▶ _INSTRUCTION_
Write out the material starting at its beginning and ending with the line that contains "box: [720, 271, 960, 580]", omitting the pictures.

▶ _EXTRACTED MATERIAL_
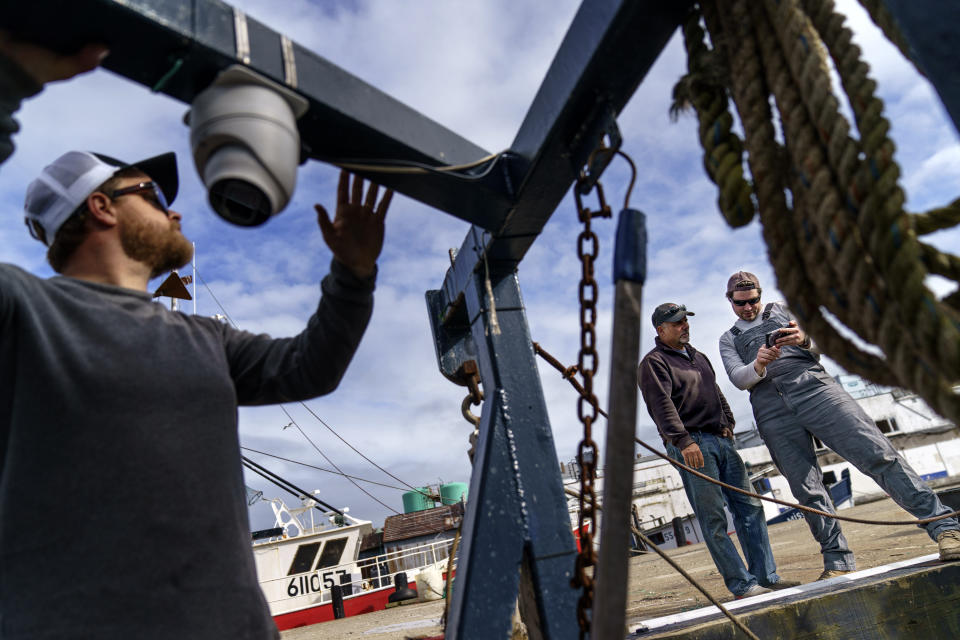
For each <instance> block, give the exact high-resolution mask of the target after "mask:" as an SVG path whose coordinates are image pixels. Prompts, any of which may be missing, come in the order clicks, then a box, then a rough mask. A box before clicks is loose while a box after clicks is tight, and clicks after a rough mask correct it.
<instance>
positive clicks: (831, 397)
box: [720, 271, 960, 580]
mask: <svg viewBox="0 0 960 640" xmlns="http://www.w3.org/2000/svg"><path fill="white" fill-rule="evenodd" d="M761 292H762V289H761V288H760V283H759V280H758V279H757V277H756V276H755V275H753V274H752V273H749V272H746V271H738V272H737V273H735V274H733V275H732V276H730V279H729V281H728V282H727V298H728V299H729V300H730V303H731V306H732V308H733V312H734V313H735V314H736V315H737V317H738V318H739V319H738V320H737V321H736V323H735V324H734V325H733V327H732V328H731V329H730V330H729V331H727V332H726V333H724V334H723V335H722V336H721V337H720V356H721V358H722V359H723V366H724V368H725V369H726V370H727V375H728V376H730V381H731V382H733V384H734V385H735V386H736V387H737V388H739V389H749V390H750V403H751V404H752V405H753V415H754V417H755V418H756V421H757V429H758V430H759V432H760V436H761V437H762V438H763V441H764V442H765V443H766V445H767V448H768V449H769V450H770V456H771V458H773V462H774V464H776V465H777V468H778V469H780V473H782V474H783V476H784V477H785V478H786V479H787V482H789V483H790V490H791V491H792V492H793V495H794V497H796V499H797V500H799V501H800V504H802V505H804V506H807V507H813V508H814V509H819V510H821V511H827V512H830V513H832V512H833V505H832V503H831V502H830V498H829V495H828V493H827V490H826V488H825V487H824V485H823V474H822V473H821V472H820V468H819V466H818V465H817V455H816V452H815V451H814V445H813V440H812V438H811V437H810V436H811V435H812V436H815V437H817V438H818V439H819V440H820V441H821V442H823V444H825V445H826V446H828V447H830V449H832V450H833V451H834V452H836V453H837V454H838V455H840V456H841V457H843V458H845V459H846V460H848V461H849V462H851V463H852V464H853V465H854V466H855V467H857V468H858V469H859V470H860V471H861V472H863V473H865V474H866V475H868V476H870V477H871V478H873V480H874V481H876V483H877V484H879V485H880V486H881V487H882V488H883V490H884V491H886V492H887V494H888V495H889V496H890V497H891V498H893V499H894V501H896V503H897V504H899V505H900V506H901V507H903V508H904V509H906V510H907V511H909V512H910V513H911V514H913V515H914V516H915V517H917V518H919V519H924V518H931V517H935V516H938V515H941V514H944V513H950V509H948V508H947V507H945V506H944V505H943V504H942V503H941V502H940V499H939V498H937V495H936V494H935V493H934V492H933V491H931V490H930V487H928V486H927V485H926V484H925V483H924V482H923V481H922V480H921V479H920V478H919V476H917V474H916V472H915V471H914V470H913V469H911V468H910V465H908V464H907V463H906V461H905V460H904V459H903V458H902V457H901V456H900V454H899V453H897V451H896V449H894V448H893V445H891V444H890V441H889V440H887V438H886V436H884V435H883V434H882V433H881V432H880V429H879V428H877V426H876V424H874V422H873V420H871V419H870V417H869V416H868V415H867V414H866V413H865V412H864V411H863V409H861V408H860V405H858V404H857V403H856V402H855V401H854V399H853V398H852V397H850V395H849V394H848V393H847V392H846V391H844V390H843V388H842V387H841V386H840V385H839V384H837V382H836V381H835V380H834V379H833V377H832V376H831V375H830V374H828V373H827V372H826V371H824V369H823V366H821V364H820V355H819V353H817V352H816V351H815V350H814V346H813V344H812V342H811V340H810V336H808V335H807V334H806V333H805V332H804V331H803V330H802V329H800V328H799V327H798V326H797V322H796V320H795V319H794V317H793V315H792V314H791V313H790V311H789V310H788V309H787V307H786V306H785V305H784V304H782V303H779V302H776V303H769V304H767V305H766V306H762V305H761V303H760V294H761ZM774 331H777V332H778V333H777V334H775V335H773V336H771V340H770V344H771V346H767V345H768V342H767V335H768V334H770V333H771V332H774ZM803 515H804V517H805V518H806V520H807V524H808V525H809V526H810V531H811V533H813V537H814V538H816V539H817V541H818V542H820V549H821V552H822V553H823V566H824V570H823V573H822V574H821V575H820V578H819V579H820V580H824V579H827V578H832V577H834V576H837V575H840V574H843V573H848V572H850V571H853V570H854V569H855V568H856V566H855V563H854V559H853V552H852V551H850V548H849V546H848V545H847V540H846V538H844V536H843V532H842V531H840V523H839V522H838V521H837V520H835V519H833V518H828V517H825V516H818V515H814V514H811V513H807V512H804V514H803ZM926 529H927V533H929V534H930V537H931V538H933V539H934V540H935V541H937V543H938V544H939V547H940V559H941V560H960V525H958V524H957V520H956V519H955V518H944V519H941V520H936V521H934V522H931V523H930V524H928V525H926Z"/></svg>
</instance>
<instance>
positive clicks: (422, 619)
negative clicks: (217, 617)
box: [281, 498, 937, 640]
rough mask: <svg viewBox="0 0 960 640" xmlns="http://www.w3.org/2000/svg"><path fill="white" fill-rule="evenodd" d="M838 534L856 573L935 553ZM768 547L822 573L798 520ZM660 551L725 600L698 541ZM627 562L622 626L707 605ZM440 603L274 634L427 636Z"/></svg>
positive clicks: (906, 518) (852, 528) (893, 504)
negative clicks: (622, 623)
mask: <svg viewBox="0 0 960 640" xmlns="http://www.w3.org/2000/svg"><path fill="white" fill-rule="evenodd" d="M840 515H843V516H850V517H857V518H866V519H872V520H909V519H910V515H909V514H908V513H906V512H905V511H903V510H902V509H900V507H898V506H897V505H896V504H894V502H893V501H892V500H890V499H889V498H885V499H883V500H878V501H876V502H871V503H868V504H862V505H857V506H855V507H853V508H851V509H844V510H843V511H841V512H840ZM843 531H844V533H845V535H846V536H847V540H848V541H849V542H850V545H851V547H852V548H853V551H854V553H855V554H856V558H857V568H858V569H869V568H871V567H877V566H880V565H884V564H889V563H891V562H898V561H900V560H905V559H908V558H913V557H918V556H923V555H927V554H930V553H934V552H935V551H936V549H937V547H936V544H935V543H934V542H932V541H931V540H930V538H929V536H927V534H926V532H925V531H924V530H922V529H920V528H918V527H915V526H875V525H864V524H853V523H849V522H845V523H843ZM734 541H736V536H734ZM770 542H771V546H772V547H773V554H774V557H775V558H776V560H777V570H778V573H779V574H780V576H781V577H782V578H784V579H787V580H799V581H801V582H812V581H814V580H816V578H817V576H819V575H820V572H821V571H822V570H823V564H822V560H821V556H820V548H819V545H818V544H817V543H816V542H815V541H814V539H813V537H812V536H811V535H810V530H809V529H808V528H807V525H806V522H804V521H803V520H794V521H792V522H785V523H783V524H778V525H775V526H772V527H770ZM668 554H669V555H670V557H671V558H673V559H674V560H676V562H677V563H678V564H679V565H680V566H682V567H683V568H684V569H685V570H686V571H687V572H688V573H690V574H691V575H692V576H693V577H694V578H695V579H696V580H697V581H699V582H700V583H701V584H703V586H704V587H705V588H706V589H707V590H708V591H709V592H710V593H711V594H713V595H714V597H717V598H718V599H719V600H720V601H721V602H728V601H730V600H732V599H733V596H732V594H730V592H728V591H727V590H726V588H725V587H724V585H723V580H722V579H721V578H720V574H719V573H717V570H716V567H714V565H713V561H712V560H711V559H710V555H709V553H708V552H707V549H706V547H705V546H704V545H703V544H702V543H701V544H695V545H689V546H686V547H682V548H679V549H671V550H670V551H668ZM629 562H630V576H631V579H630V588H629V593H628V596H627V598H628V600H627V620H628V621H630V622H635V621H639V620H643V619H649V618H655V617H659V616H664V615H669V614H672V613H679V612H681V611H688V610H690V609H696V608H699V607H703V606H707V605H709V604H710V603H709V601H708V600H707V599H706V598H705V597H704V596H703V595H702V594H701V593H700V592H699V591H697V590H696V589H695V588H694V587H693V586H692V585H690V584H689V583H688V582H687V581H686V580H685V579H684V578H683V577H681V576H680V575H679V574H677V573H676V572H675V571H674V570H673V569H672V568H671V567H670V566H669V565H668V564H667V563H665V562H664V561H663V560H662V559H661V558H660V556H658V555H656V554H654V553H648V554H644V555H641V556H637V557H635V558H632V559H631V560H630V561H629ZM444 602H445V601H443V600H440V601H435V602H428V603H422V604H414V605H406V606H403V607H396V608H392V609H388V610H386V611H376V612H374V613H368V614H365V615H362V616H356V617H353V618H345V619H343V620H334V621H332V622H325V623H322V624H318V625H314V626H311V627H303V628H300V629H292V630H290V631H285V632H283V634H281V635H282V637H283V640H334V639H339V638H363V639H364V640H405V639H407V638H429V637H435V636H439V635H441V634H442V633H443V630H442V629H441V627H440V625H439V621H440V616H441V615H442V614H443V605H444Z"/></svg>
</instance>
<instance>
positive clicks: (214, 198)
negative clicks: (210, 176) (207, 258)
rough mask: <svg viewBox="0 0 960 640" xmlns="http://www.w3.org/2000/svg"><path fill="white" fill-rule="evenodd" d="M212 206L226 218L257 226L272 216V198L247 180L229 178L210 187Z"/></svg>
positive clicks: (221, 180)
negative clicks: (267, 197) (239, 179)
mask: <svg viewBox="0 0 960 640" xmlns="http://www.w3.org/2000/svg"><path fill="white" fill-rule="evenodd" d="M210 206H211V207H213V210H214V211H216V212H217V213H219V214H220V215H221V216H222V217H223V218H224V219H225V220H227V221H228V222H232V223H233V224H237V225H241V226H244V227H255V226H257V225H261V224H263V223H264V222H266V221H267V219H268V218H269V217H270V211H271V207H270V199H269V198H267V196H266V194H265V193H264V192H263V191H261V190H260V189H258V188H257V187H256V186H254V185H252V184H250V183H249V182H247V181H246V180H238V179H236V178H227V179H226V180H220V181H219V182H216V183H214V184H213V186H211V187H210Z"/></svg>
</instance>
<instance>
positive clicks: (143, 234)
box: [0, 37, 390, 640]
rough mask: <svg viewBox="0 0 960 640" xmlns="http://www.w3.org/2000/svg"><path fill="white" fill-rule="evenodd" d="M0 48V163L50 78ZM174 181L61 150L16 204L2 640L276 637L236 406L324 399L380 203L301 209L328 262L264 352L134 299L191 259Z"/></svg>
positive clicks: (248, 637)
mask: <svg viewBox="0 0 960 640" xmlns="http://www.w3.org/2000/svg"><path fill="white" fill-rule="evenodd" d="M8 44H9V42H4V41H3V39H2V37H0V86H6V87H8V88H11V87H13V88H14V89H15V91H13V92H11V93H8V94H6V95H5V98H6V99H5V100H4V101H3V103H2V104H0V108H2V110H3V113H2V114H0V116H2V117H0V121H2V122H3V123H4V125H3V131H2V132H0V133H2V134H4V135H0V138H2V139H0V143H2V144H0V152H2V154H3V155H6V154H8V153H9V152H10V151H12V144H10V139H9V134H10V133H12V132H13V131H15V130H16V125H15V123H14V121H13V120H12V118H11V117H10V116H11V115H12V112H13V111H14V110H15V109H16V107H17V105H18V104H19V102H20V100H21V99H22V98H24V97H27V96H28V95H32V93H35V92H36V91H38V90H39V87H40V86H41V84H42V82H43V80H49V79H54V75H55V74H54V75H51V74H45V75H44V74H37V73H31V72H30V70H29V69H28V68H27V67H26V66H23V65H18V63H19V60H18V58H17V56H16V55H15V54H16V51H11V50H10V49H9V48H8V47H7V46H6V45H8ZM34 53H35V52H31V53H30V55H29V56H28V59H31V60H33V61H37V60H42V53H43V52H40V53H39V54H38V55H41V58H38V57H37V55H34ZM4 56H6V57H4ZM53 59H55V58H53ZM85 66H87V67H88V66H92V64H87V63H84V64H81V65H80V66H78V67H71V68H75V69H76V71H82V70H83V67H85ZM68 71H69V70H68ZM67 75H71V74H70V73H69V72H67V73H62V74H60V77H66V76H67ZM31 83H32V84H31ZM177 184H178V183H177V169H176V160H175V158H174V155H173V154H164V155H161V156H157V157H155V158H150V159H147V160H144V161H140V162H135V163H132V164H126V163H123V162H120V161H117V160H115V159H113V158H109V157H107V156H102V155H98V154H92V153H88V152H75V151H74V152H69V153H66V154H64V155H63V156H61V157H60V158H58V159H57V160H55V161H54V162H53V163H52V164H50V165H49V166H48V167H46V168H45V169H44V170H43V172H42V173H41V175H40V176H39V177H38V178H37V179H36V180H35V181H34V182H33V183H31V185H30V186H29V187H28V189H27V198H26V207H25V209H26V222H27V226H28V228H29V230H30V232H31V234H32V235H33V236H34V237H35V238H37V239H38V240H40V241H41V242H43V243H44V244H45V245H47V247H48V252H47V255H48V259H49V261H50V263H51V265H52V266H53V267H54V269H55V270H56V271H57V272H58V273H59V274H60V275H58V276H56V277H53V278H50V279H41V278H38V277H36V276H34V275H32V274H30V273H27V272H25V271H23V270H22V269H19V268H17V267H15V266H13V265H9V264H0V637H2V638H5V639H7V638H9V639H18V638H31V639H33V640H40V639H51V640H52V639H54V638H56V639H58V640H63V639H68V640H69V639H77V640H79V639H81V638H83V639H86V638H98V639H101V638H103V639H120V638H138V639H147V640H150V639H157V640H160V639H169V638H204V639H223V640H227V639H230V640H235V639H251V640H265V639H267V638H277V637H279V634H278V633H277V630H276V627H275V625H274V624H273V621H272V619H271V617H270V612H269V610H268V608H267V604H266V602H265V600H264V597H263V594H262V592H261V590H260V587H259V584H258V581H257V575H256V572H255V568H254V563H253V556H252V551H251V543H250V531H249V522H248V517H247V509H246V501H245V492H244V484H243V473H242V468H241V464H240V446H239V439H238V433H237V407H238V406H239V405H260V404H268V403H277V402H289V401H296V400H304V399H308V398H312V397H315V396H318V395H322V394H325V393H329V392H330V391H332V390H333V389H334V388H335V387H336V386H337V384H338V383H339V381H340V378H341V377H342V376H343V374H344V372H345V370H346V367H347V365H348V363H349V362H350V359H351V358H352V356H353V353H354V351H355V350H356V348H357V345H358V344H359V341H360V338H361V336H362V334H363V332H364V330H365V328H366V325H367V322H368V320H369V318H370V314H371V311H372V306H373V288H374V279H375V275H376V260H377V257H378V255H379V253H380V249H381V247H382V243H383V228H384V226H383V220H384V216H385V215H386V211H387V207H388V204H389V200H390V194H389V192H388V193H387V195H385V196H384V198H383V199H382V200H381V201H380V202H379V204H377V188H376V187H375V186H371V187H370V189H369V190H368V191H367V193H366V196H364V189H363V183H362V181H361V180H360V179H355V180H354V181H353V184H352V186H351V184H350V180H349V176H347V175H346V174H342V175H341V179H340V185H339V190H338V200H337V209H336V215H335V216H334V218H333V219H331V218H330V217H329V216H328V215H327V212H326V210H324V209H323V207H320V206H319V205H318V206H317V215H318V222H319V226H320V230H321V232H322V234H323V237H324V240H325V241H326V243H327V245H328V246H329V247H330V249H331V251H332V253H333V260H332V263H331V266H330V273H329V275H327V276H326V278H324V279H323V282H322V283H321V289H322V293H323V295H322V297H321V299H320V302H319V305H318V308H317V311H316V313H314V315H313V317H312V318H310V320H309V322H308V323H307V327H306V328H305V329H304V330H303V331H302V332H301V333H300V334H299V335H297V336H295V337H292V338H285V339H272V338H270V337H269V336H266V335H255V334H251V333H247V332H244V331H238V330H235V329H232V328H231V327H229V326H227V325H225V324H223V323H221V322H218V321H216V320H213V319H210V318H203V317H197V316H188V315H184V314H181V313H177V312H172V311H169V310H168V309H166V308H165V307H164V306H163V305H160V304H157V303H156V302H154V301H153V300H152V296H151V295H150V294H149V293H148V292H147V283H148V281H149V279H150V278H152V277H155V276H157V275H159V274H161V273H163V272H164V271H166V270H169V269H172V268H176V267H179V266H181V265H183V264H185V263H186V262H188V261H189V259H190V257H191V255H192V246H191V244H190V243H189V242H188V241H187V239H186V238H185V237H184V236H183V234H182V233H181V231H180V219H181V215H180V214H179V213H178V212H176V211H174V210H173V209H171V208H170V203H171V202H173V199H174V197H175V196H176V192H177Z"/></svg>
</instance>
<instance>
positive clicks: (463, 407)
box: [457, 360, 483, 465]
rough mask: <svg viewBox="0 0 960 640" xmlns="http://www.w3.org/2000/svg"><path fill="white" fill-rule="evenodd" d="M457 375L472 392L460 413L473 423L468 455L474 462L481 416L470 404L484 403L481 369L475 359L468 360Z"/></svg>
mask: <svg viewBox="0 0 960 640" xmlns="http://www.w3.org/2000/svg"><path fill="white" fill-rule="evenodd" d="M457 377H458V378H459V380H458V381H459V382H460V384H463V385H465V386H466V387H467V388H468V389H470V393H468V394H467V396H466V397H465V398H464V399H463V402H461V403H460V413H462V414H463V417H464V419H466V421H467V422H469V423H470V424H472V425H473V432H472V433H471V434H470V437H469V441H470V448H469V449H467V456H468V457H469V458H470V464H471V465H472V464H473V458H474V454H475V453H476V451H477V440H478V439H479V438H480V416H476V415H474V414H473V412H472V411H470V405H473V406H480V405H481V404H483V391H481V390H480V384H481V382H480V371H479V369H478V367H477V363H476V361H474V360H467V361H466V362H464V363H463V364H462V365H461V366H460V368H459V369H458V370H457Z"/></svg>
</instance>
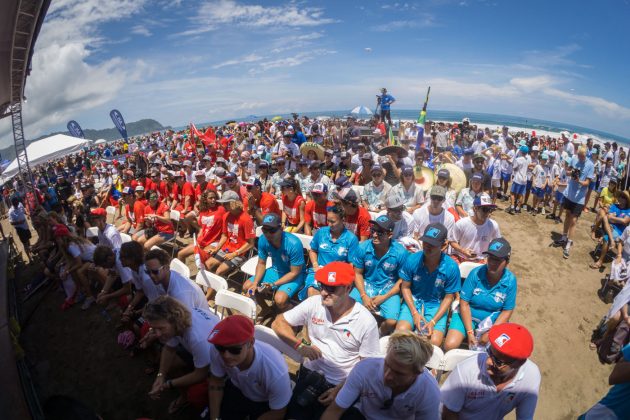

▶ _SOLUTION FOR THIS EXERCISE_
For each <instance> block, give the exact high-resolution mask of the target after "mask:" as an SVG path whose coordinates are image pixels. Prompts, any of which may be missing, come in the order clicks, then a box, then a rough mask. A box before clicks is loose while a box after clicks is tight, and clicks after a rough mask correct it.
<instance>
positive clicks: (831, 397)
box: [720, 271, 960, 580]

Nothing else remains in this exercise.